_Request_. Working from the line that contains "Task: pin the roof" down to the last line below, repeat each line exactly.

_Supplied entries_.
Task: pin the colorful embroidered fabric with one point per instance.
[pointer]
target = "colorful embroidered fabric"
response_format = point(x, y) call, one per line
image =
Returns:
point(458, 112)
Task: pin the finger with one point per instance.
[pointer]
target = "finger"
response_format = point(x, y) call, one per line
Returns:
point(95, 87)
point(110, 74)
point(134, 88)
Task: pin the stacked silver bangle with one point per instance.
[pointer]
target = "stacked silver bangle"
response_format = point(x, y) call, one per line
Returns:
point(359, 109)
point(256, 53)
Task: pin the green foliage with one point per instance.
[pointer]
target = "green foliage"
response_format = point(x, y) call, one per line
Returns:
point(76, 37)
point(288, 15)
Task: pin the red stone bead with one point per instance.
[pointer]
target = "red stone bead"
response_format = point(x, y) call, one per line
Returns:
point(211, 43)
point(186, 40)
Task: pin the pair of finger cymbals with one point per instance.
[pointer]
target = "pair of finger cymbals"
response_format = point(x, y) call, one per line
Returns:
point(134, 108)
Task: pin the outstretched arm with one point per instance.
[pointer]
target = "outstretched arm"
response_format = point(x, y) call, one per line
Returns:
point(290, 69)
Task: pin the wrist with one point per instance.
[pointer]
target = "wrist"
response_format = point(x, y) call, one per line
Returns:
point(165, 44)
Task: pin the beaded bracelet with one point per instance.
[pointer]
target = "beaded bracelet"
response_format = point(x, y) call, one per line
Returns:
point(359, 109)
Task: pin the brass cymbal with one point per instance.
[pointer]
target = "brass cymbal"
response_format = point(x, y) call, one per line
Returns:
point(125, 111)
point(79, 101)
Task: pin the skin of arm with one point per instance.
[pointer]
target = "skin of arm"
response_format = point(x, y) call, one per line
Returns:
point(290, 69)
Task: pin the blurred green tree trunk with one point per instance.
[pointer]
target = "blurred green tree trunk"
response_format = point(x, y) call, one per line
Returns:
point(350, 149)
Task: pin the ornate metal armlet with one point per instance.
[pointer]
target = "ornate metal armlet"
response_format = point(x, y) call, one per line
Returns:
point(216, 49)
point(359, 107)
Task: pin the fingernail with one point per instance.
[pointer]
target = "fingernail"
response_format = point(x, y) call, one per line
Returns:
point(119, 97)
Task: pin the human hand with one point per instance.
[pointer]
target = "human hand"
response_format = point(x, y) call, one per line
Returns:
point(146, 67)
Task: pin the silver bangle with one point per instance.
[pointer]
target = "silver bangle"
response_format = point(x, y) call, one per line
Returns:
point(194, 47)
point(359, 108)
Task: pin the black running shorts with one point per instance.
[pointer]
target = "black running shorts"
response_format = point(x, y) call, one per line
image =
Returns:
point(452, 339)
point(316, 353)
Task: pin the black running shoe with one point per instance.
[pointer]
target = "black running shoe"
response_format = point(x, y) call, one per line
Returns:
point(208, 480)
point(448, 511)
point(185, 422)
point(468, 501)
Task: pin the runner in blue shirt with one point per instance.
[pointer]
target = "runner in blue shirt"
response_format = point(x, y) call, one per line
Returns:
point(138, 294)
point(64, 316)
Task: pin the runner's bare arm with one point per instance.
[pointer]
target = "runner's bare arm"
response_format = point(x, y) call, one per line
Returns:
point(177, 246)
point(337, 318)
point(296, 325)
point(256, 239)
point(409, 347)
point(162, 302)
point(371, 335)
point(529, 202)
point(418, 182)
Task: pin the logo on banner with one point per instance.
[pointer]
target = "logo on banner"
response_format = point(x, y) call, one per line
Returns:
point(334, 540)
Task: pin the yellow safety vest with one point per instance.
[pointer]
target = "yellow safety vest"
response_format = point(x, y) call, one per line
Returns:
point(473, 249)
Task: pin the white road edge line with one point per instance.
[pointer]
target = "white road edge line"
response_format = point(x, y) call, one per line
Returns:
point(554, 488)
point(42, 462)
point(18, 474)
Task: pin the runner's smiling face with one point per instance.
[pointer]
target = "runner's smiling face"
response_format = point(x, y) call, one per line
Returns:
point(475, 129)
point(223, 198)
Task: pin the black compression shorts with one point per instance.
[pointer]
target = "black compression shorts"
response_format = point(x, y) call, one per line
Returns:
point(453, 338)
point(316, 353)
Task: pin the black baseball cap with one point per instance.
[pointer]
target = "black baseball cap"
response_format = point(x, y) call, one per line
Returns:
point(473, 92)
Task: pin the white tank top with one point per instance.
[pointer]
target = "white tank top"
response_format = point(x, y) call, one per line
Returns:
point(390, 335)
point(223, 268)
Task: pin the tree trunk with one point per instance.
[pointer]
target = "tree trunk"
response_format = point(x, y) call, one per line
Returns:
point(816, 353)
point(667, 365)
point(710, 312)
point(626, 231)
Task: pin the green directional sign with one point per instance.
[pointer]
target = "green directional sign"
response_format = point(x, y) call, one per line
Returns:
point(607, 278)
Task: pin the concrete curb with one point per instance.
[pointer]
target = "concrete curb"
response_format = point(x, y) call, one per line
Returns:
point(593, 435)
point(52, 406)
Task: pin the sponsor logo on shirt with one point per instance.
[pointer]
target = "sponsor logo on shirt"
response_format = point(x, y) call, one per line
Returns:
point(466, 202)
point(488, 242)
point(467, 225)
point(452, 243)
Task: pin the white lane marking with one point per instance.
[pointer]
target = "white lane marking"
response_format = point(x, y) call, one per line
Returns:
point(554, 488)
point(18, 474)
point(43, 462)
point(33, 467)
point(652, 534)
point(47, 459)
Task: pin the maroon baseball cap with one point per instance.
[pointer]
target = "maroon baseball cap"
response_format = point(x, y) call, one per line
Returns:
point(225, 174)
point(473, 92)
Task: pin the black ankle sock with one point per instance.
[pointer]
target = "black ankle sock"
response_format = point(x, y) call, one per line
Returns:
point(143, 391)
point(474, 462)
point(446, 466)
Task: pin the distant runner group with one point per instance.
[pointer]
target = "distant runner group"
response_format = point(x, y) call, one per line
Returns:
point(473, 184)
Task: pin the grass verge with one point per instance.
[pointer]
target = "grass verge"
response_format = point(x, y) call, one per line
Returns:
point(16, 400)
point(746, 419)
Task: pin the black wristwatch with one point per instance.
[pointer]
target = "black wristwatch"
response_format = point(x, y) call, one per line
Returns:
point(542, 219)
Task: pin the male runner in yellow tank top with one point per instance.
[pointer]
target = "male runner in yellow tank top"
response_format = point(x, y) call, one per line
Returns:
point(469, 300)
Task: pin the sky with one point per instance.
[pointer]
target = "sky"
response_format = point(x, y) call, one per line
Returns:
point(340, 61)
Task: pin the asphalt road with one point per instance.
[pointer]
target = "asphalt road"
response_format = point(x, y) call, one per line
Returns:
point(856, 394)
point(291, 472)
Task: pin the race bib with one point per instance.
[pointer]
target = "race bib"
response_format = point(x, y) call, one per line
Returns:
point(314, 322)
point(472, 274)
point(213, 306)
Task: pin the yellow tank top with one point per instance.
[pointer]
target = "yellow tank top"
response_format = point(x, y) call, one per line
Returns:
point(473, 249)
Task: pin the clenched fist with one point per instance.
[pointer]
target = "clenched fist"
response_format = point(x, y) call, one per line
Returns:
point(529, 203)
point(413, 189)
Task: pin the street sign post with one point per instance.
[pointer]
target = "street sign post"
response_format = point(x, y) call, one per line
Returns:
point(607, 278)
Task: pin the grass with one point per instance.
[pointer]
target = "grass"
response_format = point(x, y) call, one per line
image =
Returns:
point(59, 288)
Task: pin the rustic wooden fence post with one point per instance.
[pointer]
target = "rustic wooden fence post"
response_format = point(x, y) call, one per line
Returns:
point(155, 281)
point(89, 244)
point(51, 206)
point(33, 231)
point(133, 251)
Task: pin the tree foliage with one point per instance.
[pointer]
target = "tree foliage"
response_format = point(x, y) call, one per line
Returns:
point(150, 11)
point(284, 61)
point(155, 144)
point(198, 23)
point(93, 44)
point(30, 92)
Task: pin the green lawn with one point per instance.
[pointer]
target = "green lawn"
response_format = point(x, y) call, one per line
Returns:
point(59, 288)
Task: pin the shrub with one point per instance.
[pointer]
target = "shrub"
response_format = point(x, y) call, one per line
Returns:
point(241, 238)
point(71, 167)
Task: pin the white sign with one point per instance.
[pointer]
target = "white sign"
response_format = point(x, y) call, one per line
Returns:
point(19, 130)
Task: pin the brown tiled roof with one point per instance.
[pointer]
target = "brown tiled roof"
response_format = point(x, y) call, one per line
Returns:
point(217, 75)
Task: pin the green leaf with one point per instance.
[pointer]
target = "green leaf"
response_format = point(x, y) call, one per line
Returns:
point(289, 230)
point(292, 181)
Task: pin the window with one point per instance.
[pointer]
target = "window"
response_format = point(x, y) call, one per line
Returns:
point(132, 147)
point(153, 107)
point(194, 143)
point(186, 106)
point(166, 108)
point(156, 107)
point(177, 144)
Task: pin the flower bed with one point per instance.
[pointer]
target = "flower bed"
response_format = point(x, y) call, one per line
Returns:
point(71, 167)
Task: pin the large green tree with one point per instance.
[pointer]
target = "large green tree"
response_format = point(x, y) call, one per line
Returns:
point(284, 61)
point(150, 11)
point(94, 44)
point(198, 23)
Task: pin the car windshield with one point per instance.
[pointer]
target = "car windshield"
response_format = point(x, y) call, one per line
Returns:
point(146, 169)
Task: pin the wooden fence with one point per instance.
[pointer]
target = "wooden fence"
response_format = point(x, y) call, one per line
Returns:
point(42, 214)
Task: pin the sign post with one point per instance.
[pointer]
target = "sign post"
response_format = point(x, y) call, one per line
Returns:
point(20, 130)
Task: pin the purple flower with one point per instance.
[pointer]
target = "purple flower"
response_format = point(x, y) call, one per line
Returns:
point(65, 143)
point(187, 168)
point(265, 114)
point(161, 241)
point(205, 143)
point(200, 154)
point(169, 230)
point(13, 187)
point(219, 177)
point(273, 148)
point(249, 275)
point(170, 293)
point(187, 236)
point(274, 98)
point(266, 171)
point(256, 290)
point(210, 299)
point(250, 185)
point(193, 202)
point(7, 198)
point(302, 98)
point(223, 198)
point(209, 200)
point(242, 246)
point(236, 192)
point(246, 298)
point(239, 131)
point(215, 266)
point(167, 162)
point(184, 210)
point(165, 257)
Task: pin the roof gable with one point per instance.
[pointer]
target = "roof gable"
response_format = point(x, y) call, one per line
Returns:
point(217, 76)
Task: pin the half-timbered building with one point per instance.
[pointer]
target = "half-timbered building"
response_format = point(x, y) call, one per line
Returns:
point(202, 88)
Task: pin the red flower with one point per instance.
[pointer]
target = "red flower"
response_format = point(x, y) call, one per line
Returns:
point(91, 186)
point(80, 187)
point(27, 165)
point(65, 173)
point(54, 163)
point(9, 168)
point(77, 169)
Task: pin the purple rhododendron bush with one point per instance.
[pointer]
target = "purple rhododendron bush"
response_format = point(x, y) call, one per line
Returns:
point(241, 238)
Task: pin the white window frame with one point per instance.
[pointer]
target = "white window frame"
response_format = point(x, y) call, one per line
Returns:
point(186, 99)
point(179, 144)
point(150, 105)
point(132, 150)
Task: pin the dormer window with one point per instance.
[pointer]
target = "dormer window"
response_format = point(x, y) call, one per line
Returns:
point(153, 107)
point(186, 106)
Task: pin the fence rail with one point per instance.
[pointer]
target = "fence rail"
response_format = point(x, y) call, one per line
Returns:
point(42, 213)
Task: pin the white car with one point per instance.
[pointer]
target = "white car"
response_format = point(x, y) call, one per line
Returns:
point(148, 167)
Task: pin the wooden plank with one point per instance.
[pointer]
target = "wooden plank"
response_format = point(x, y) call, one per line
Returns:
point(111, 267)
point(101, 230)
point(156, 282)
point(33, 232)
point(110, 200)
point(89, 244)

_In response_.
Task: pin the roof gable with one point per instance.
[pointer]
target = "roof gable"
response_format = point(x, y) call, one per line
Returns:
point(217, 76)
Task: pin the half-timbered building with one point per instance.
[pointer]
target = "half-timbered building"
response_format = point(x, y) call, one per line
Returns:
point(202, 88)
Task: pin the red flower with one point per instance.
[pointer]
target = "red flower"
response_format = point(x, y) call, one per line
Returns:
point(91, 186)
point(80, 187)
point(27, 165)
point(65, 173)
point(54, 163)
point(9, 168)
point(77, 169)
Task: pin the purple rhododendron bush with one point per instance.
[pointer]
target = "purple rhododendron bush"
response_format = point(x, y) call, one per line
Returns:
point(241, 238)
Task: pin the white window frame with one point per instance.
[pointer]
target = "white window frame"
response_format = point(x, y) call, one per line
Returns:
point(186, 99)
point(179, 144)
point(150, 105)
point(132, 150)
Task: pin the dormer window with one point per instance.
[pointer]
target = "dormer window"
response_format = point(x, y) call, one per line
Returns:
point(153, 107)
point(186, 106)
Task: pin the fence rail with one point per instance.
[pointer]
target = "fence rail"
response_format = point(x, y) call, one per line
Returns:
point(42, 213)
Task: pin the white car with one point per instance.
[pointer]
target = "white car"
response_format = point(x, y) call, one per line
Returns:
point(148, 167)
Task: pin the wooden plank with one point per instance.
[pointer]
target = "wooden plank"
response_format = point(x, y) call, one per line
Returns:
point(111, 267)
point(101, 230)
point(156, 282)
point(33, 232)
point(110, 200)
point(89, 244)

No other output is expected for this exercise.